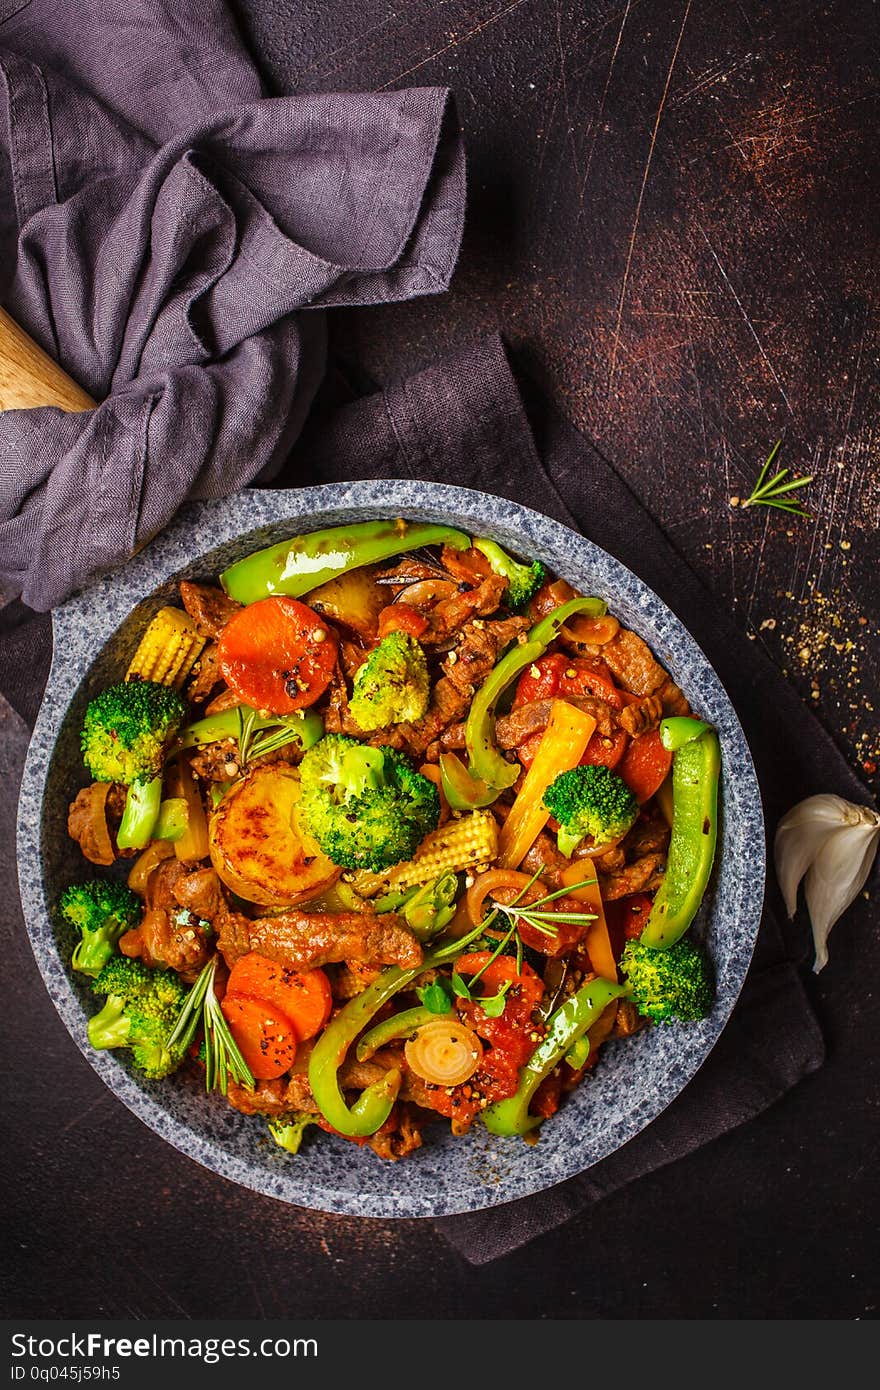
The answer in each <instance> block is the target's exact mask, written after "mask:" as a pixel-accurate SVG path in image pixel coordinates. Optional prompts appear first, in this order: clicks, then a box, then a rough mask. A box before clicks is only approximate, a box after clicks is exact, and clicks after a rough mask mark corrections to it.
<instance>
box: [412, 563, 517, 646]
mask: <svg viewBox="0 0 880 1390" xmlns="http://www.w3.org/2000/svg"><path fill="white" fill-rule="evenodd" d="M506 588H507V581H506V580H505V578H503V577H502V575H500V574H489V575H488V578H485V580H481V581H480V584H478V585H477V587H475V588H473V589H462V591H460V592H459V594H453V595H452V598H449V599H441V602H439V603H438V605H437V607H435V609H434V612H432V614H431V621H432V626H434V628H435V631H446V632H455V631H456V630H457V628H459V627H460V626H462V624H463V623H464V620H466V619H468V617H471V616H475V617H485V616H487V614H488V613H495V610H496V609H498V606H499V603H500V600H502V598H503V595H505V589H506Z"/></svg>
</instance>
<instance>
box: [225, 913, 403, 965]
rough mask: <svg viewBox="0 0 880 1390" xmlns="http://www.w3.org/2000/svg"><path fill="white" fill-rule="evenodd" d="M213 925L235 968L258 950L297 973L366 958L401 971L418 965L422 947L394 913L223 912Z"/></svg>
mask: <svg viewBox="0 0 880 1390" xmlns="http://www.w3.org/2000/svg"><path fill="white" fill-rule="evenodd" d="M214 926H215V927H217V933H218V945H220V951H221V954H222V956H224V958H225V960H227V965H229V966H231V965H234V963H235V960H238V959H239V956H243V955H247V952H249V951H259V952H260V954H261V955H264V956H268V958H270V960H278V962H279V963H281V965H289V966H291V967H292V969H295V970H313V969H314V967H316V966H323V965H329V963H332V962H339V960H367V962H371V963H377V965H399V966H402V967H403V969H409V967H410V966H414V965H418V963H420V962H421V956H423V952H421V947H420V945H418V941H417V938H416V937H414V935H413V933H412V931H410V930H409V927H407V926H405V924H403V922H402V920H400V919H399V917H396V916H395V915H393V913H389V912H385V913H382V915H381V916H375V915H374V913H371V912H299V910H298V909H296V908H289V909H288V910H286V912H279V913H278V916H277V917H256V919H253V920H252V919H249V917H245V916H243V915H242V913H239V912H229V910H224V912H221V913H220V915H218V916H217V919H215V922H214Z"/></svg>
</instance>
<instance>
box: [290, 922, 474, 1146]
mask: <svg viewBox="0 0 880 1390" xmlns="http://www.w3.org/2000/svg"><path fill="white" fill-rule="evenodd" d="M481 934H482V927H481V926H480V927H474V930H473V931H470V933H468V934H467V935H466V937H460V938H459V940H457V941H450V942H448V944H446V945H442V947H438V948H437V949H435V951H432V952H431V954H430V955H427V956H424V959H423V960H421V963H420V965H414V966H409V967H407V969H406V970H403V969H402V967H400V966H396V965H392V966H389V967H388V969H386V970H382V973H381V974H380V976H378V979H377V980H374V981H373V984H368V986H367V988H366V990H363V991H361V992H360V994H357V995H355V998H353V999H349V1002H348V1004H346V1005H345V1006H343V1008H342V1009H339V1013H336V1016H335V1017H334V1019H331V1020H329V1023H328V1024H327V1027H325V1029H324V1031H323V1033H321V1036H320V1037H318V1040H317V1042H316V1045H314V1048H313V1049H311V1056H310V1059H309V1086H310V1087H311V1094H313V1097H314V1102H316V1105H317V1106H318V1109H320V1112H321V1115H323V1116H324V1119H325V1120H327V1123H328V1125H331V1126H332V1129H335V1130H336V1131H338V1133H339V1134H348V1136H349V1137H350V1138H364V1137H367V1136H368V1134H375V1131H377V1130H378V1129H381V1127H382V1125H384V1123H385V1120H386V1119H388V1116H389V1115H391V1109H392V1105H393V1104H395V1101H396V1098H398V1091H399V1090H400V1080H402V1076H400V1070H399V1069H398V1068H391V1070H388V1072H386V1073H385V1076H384V1077H382V1079H381V1080H378V1081H374V1083H373V1086H368V1087H367V1088H366V1090H364V1091H361V1094H360V1095H359V1098H357V1099H356V1101H355V1104H353V1105H352V1106H350V1108H349V1105H348V1102H346V1099H345V1095H343V1094H342V1087H341V1086H339V1068H341V1066H342V1063H343V1062H345V1058H346V1054H348V1051H349V1048H350V1045H352V1042H355V1040H356V1038H357V1036H359V1034H360V1033H361V1031H363V1030H364V1029H366V1026H367V1023H368V1022H370V1019H371V1017H374V1015H375V1013H378V1011H380V1009H381V1008H382V1005H384V1004H386V1002H388V999H391V998H392V997H393V995H395V994H396V992H398V991H399V990H403V988H406V986H407V984H409V983H410V981H412V980H414V979H416V977H417V976H420V974H424V972H425V970H434V969H435V967H437V966H441V965H446V963H448V962H449V960H455V959H456V956H459V955H462V952H463V951H466V949H467V947H468V945H470V944H471V941H475V940H477V937H480V935H481Z"/></svg>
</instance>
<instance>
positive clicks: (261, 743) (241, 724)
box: [238, 705, 300, 771]
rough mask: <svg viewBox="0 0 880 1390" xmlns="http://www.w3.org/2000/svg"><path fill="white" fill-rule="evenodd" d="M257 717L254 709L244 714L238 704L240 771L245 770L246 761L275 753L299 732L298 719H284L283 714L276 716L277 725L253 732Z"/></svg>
mask: <svg viewBox="0 0 880 1390" xmlns="http://www.w3.org/2000/svg"><path fill="white" fill-rule="evenodd" d="M257 717H259V716H257V712H256V709H249V710H247V713H246V714H245V713H242V706H241V705H239V706H238V763H239V767H241V769H242V771H246V769H247V763H250V762H254V760H256V759H257V758H266V755H267V753H275V752H278V749H279V748H286V745H288V744H292V742H293V739H295V738H299V734H300V730H299V728H298V723H299V720H298V719H285V716H284V714H279V716H278V724H277V727H272V728H261V730H257V733H254V723H256V720H257Z"/></svg>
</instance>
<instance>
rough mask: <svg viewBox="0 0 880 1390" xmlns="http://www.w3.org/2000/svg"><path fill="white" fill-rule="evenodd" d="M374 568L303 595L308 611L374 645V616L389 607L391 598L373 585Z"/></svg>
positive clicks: (390, 601)
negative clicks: (307, 603) (344, 627)
mask: <svg viewBox="0 0 880 1390" xmlns="http://www.w3.org/2000/svg"><path fill="white" fill-rule="evenodd" d="M378 570H380V566H378V564H364V566H363V567H361V569H359V570H349V571H348V573H346V574H338V575H336V578H335V580H328V581H327V584H321V585H320V587H318V588H317V589H311V592H310V594H309V595H307V602H309V607H313V609H314V610H316V613H323V614H324V617H327V619H329V621H331V623H339V624H341V626H342V627H348V628H349V630H350V631H352V632H355V634H356V635H357V637H363V638H364V639H366V641H367V642H373V641H375V637H377V632H378V616H380V613H381V610H382V609H384V607H385V606H386V605H388V603H391V594H389V592H388V591H386V589H385V588H384V587H382V585H381V584H377V582H375V575H377V573H378Z"/></svg>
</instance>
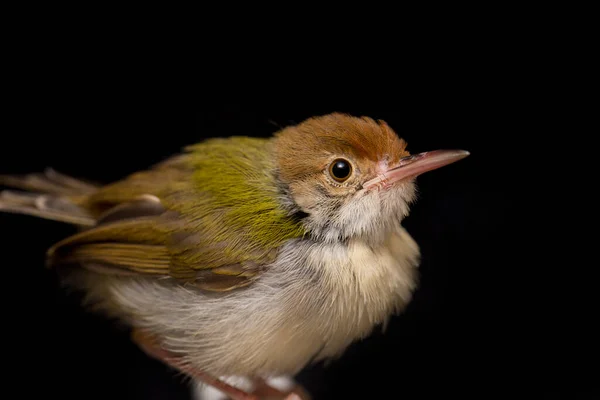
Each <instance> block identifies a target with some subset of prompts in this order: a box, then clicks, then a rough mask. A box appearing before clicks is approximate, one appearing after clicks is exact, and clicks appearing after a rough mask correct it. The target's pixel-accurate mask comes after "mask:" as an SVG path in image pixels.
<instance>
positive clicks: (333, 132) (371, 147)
mask: <svg viewBox="0 0 600 400" xmlns="http://www.w3.org/2000/svg"><path fill="white" fill-rule="evenodd" d="M276 147H277V157H278V159H277V161H278V165H279V168H280V174H281V177H282V178H283V179H285V180H293V179H295V178H300V177H302V176H306V175H309V174H312V173H315V172H317V171H319V170H322V168H325V167H326V164H323V165H321V164H322V163H326V162H327V161H328V160H329V159H330V158H331V157H332V156H333V155H339V156H344V155H346V156H347V157H350V158H352V159H354V160H356V161H357V162H361V161H367V160H369V161H371V162H377V161H378V160H383V159H387V160H388V162H389V164H394V163H396V162H398V160H400V158H402V157H406V156H409V155H410V154H409V152H407V151H406V142H405V141H404V140H402V139H401V138H399V137H398V135H396V133H395V132H394V131H393V130H392V129H391V128H390V127H389V126H388V125H387V123H385V122H384V121H381V120H379V121H375V120H373V119H372V118H369V117H361V118H358V117H353V116H350V115H347V114H341V113H333V114H329V115H325V116H320V117H314V118H310V119H307V120H305V121H304V122H302V123H300V124H299V125H296V126H291V127H288V128H286V129H284V130H282V131H281V132H279V133H278V134H277V139H276Z"/></svg>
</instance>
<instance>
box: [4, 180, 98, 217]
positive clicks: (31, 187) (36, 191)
mask: <svg viewBox="0 0 600 400" xmlns="http://www.w3.org/2000/svg"><path fill="white" fill-rule="evenodd" d="M0 185H3V186H9V187H13V188H16V189H21V190H25V191H9V190H5V191H0V212H7V213H13V214H25V215H31V216H36V217H39V218H45V219H50V220H54V221H61V222H66V223H70V224H74V225H82V226H93V225H95V224H96V221H95V219H94V218H93V217H92V216H91V215H90V214H89V213H88V212H87V211H86V210H84V209H82V208H81V207H78V206H77V205H76V204H74V203H73V202H72V201H71V198H75V197H78V196H86V195H88V194H90V193H93V192H94V191H96V190H97V186H95V185H92V184H90V183H87V182H82V181H80V180H78V179H75V178H72V177H69V176H66V175H62V174H59V173H58V172H56V171H54V170H53V169H50V168H48V169H46V171H44V173H38V174H28V175H25V176H14V175H0Z"/></svg>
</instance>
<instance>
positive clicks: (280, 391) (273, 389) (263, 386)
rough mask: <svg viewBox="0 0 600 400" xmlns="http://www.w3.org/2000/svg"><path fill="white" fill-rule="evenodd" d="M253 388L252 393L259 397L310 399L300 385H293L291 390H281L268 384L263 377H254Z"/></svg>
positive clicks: (305, 392) (309, 396)
mask: <svg viewBox="0 0 600 400" xmlns="http://www.w3.org/2000/svg"><path fill="white" fill-rule="evenodd" d="M254 383H255V390H254V391H253V392H252V393H253V394H257V395H259V396H260V397H261V398H277V399H283V400H310V396H309V395H308V393H306V391H305V390H304V388H302V386H300V385H295V386H294V387H293V388H292V389H291V390H288V391H285V392H283V391H281V390H279V389H276V388H274V387H273V386H270V385H269V384H268V383H267V382H266V381H265V380H264V379H255V380H254Z"/></svg>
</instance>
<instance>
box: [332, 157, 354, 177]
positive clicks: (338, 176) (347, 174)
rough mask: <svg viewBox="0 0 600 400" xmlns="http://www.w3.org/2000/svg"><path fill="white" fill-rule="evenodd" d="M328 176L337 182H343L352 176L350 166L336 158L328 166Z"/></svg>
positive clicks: (348, 163) (351, 165) (347, 161)
mask: <svg viewBox="0 0 600 400" xmlns="http://www.w3.org/2000/svg"><path fill="white" fill-rule="evenodd" d="M329 175H331V177H332V178H333V179H334V180H336V181H338V182H344V181H345V180H347V179H348V178H350V175H352V165H351V164H350V162H349V161H348V160H344V159H343V158H338V159H336V160H334V161H333V162H332V163H331V164H330V165H329Z"/></svg>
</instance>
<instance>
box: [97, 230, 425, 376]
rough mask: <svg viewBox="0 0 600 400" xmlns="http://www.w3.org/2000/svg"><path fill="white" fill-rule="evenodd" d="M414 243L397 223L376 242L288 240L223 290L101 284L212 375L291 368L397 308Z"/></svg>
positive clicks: (370, 323) (336, 345) (249, 374)
mask: <svg viewBox="0 0 600 400" xmlns="http://www.w3.org/2000/svg"><path fill="white" fill-rule="evenodd" d="M418 259H419V250H418V247H417V246H416V244H415V243H414V241H413V240H412V238H410V236H409V235H408V234H407V233H406V232H405V231H404V230H399V231H398V233H397V234H394V235H390V237H389V238H388V239H387V240H386V242H385V243H382V244H381V246H378V247H372V246H368V245H366V244H365V243H362V242H360V241H354V242H352V241H351V242H349V243H348V244H347V245H345V244H327V245H323V244H319V245H315V244H314V243H308V242H301V243H290V244H288V245H286V248H285V249H284V250H283V251H282V252H281V254H280V257H279V258H278V260H277V262H276V263H275V264H274V265H273V266H271V267H270V268H269V270H268V271H267V272H265V273H264V274H263V276H261V278H260V279H259V280H258V281H257V282H255V283H253V284H252V285H251V286H250V287H247V288H245V289H242V290H237V291H235V292H231V293H228V294H225V295H214V294H206V293H202V292H200V291H199V290H194V289H189V288H183V287H181V286H177V285H174V284H172V283H170V282H169V281H166V280H155V281H148V280H136V281H132V280H112V281H107V286H106V289H107V290H108V292H109V293H110V295H111V296H112V298H113V300H114V301H115V302H116V303H117V304H118V306H119V307H121V308H122V309H124V310H126V311H127V313H128V314H129V315H131V316H132V318H131V323H132V324H134V325H136V326H138V327H142V328H145V329H148V330H149V331H150V332H153V333H154V334H157V335H158V336H160V337H162V338H164V345H165V346H166V347H167V348H168V349H169V350H171V351H173V352H176V353H178V354H180V355H181V356H182V357H184V359H185V360H186V361H188V362H189V363H191V364H192V365H193V366H195V367H196V368H199V369H202V370H205V371H207V372H209V373H212V374H214V375H217V376H231V375H237V376H263V377H268V376H278V375H294V374H296V373H297V372H298V371H299V370H300V369H302V368H303V367H304V366H306V364H307V363H309V362H310V361H313V360H318V359H323V358H328V357H335V356H338V355H339V354H340V353H342V352H343V351H344V350H345V349H346V347H347V346H348V345H349V344H351V343H352V342H353V341H355V340H357V339H360V338H363V337H365V336H367V335H368V334H369V333H370V332H371V331H372V329H373V328H374V327H375V326H376V325H378V324H381V323H384V322H385V321H386V320H387V319H388V318H389V317H390V316H391V315H393V314H395V313H397V312H399V311H401V310H402V309H403V308H404V306H405V305H406V304H407V303H408V302H409V301H410V299H411V296H412V292H413V290H414V288H415V282H416V267H417V265H418Z"/></svg>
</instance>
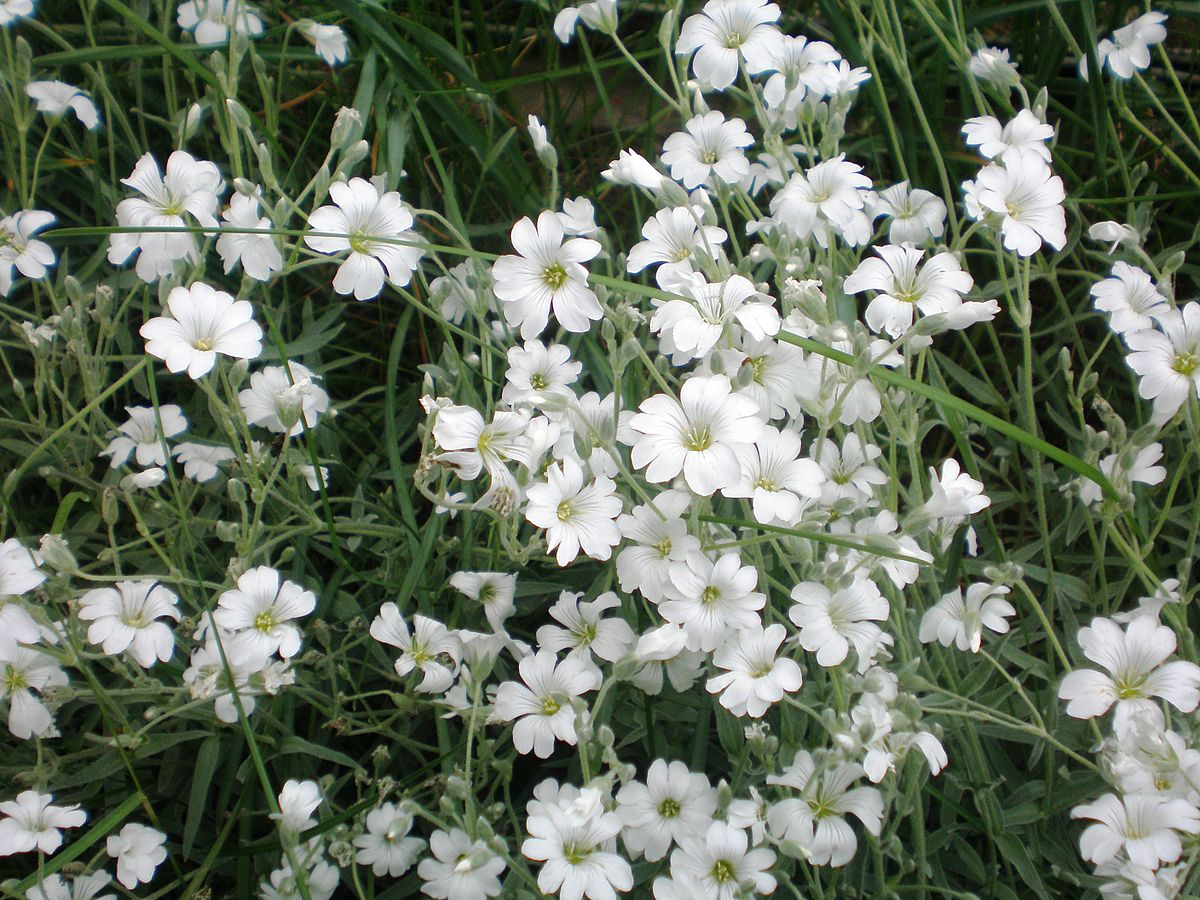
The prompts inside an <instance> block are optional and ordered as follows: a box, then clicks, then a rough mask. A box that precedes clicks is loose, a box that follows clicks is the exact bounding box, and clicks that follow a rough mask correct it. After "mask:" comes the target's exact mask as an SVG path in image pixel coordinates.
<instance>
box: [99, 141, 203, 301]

(Work item)
Render the stretch from the start of the lines through the line containing "box: [412, 563, 517, 646]" as a Markdown table with the columns No. and Line, one row per line. Omit blank lines and leave the pictures out.

(Result of the exercise)
| No. | Line |
|---|---|
| 1 | The answer in each <instance> block is the target's exact mask, written after "mask:" as a pixel-accurate SVG path in image pixel coordinates. Optional prompts appear first, in this order: clicks, then a box, then a rough mask. A box before clicks is only approximate, a box after clicks is exact, and clicks after a rough mask mark corrections to it. |
| 2 | <instance> |
| 3 | box: [412, 563, 517, 646] |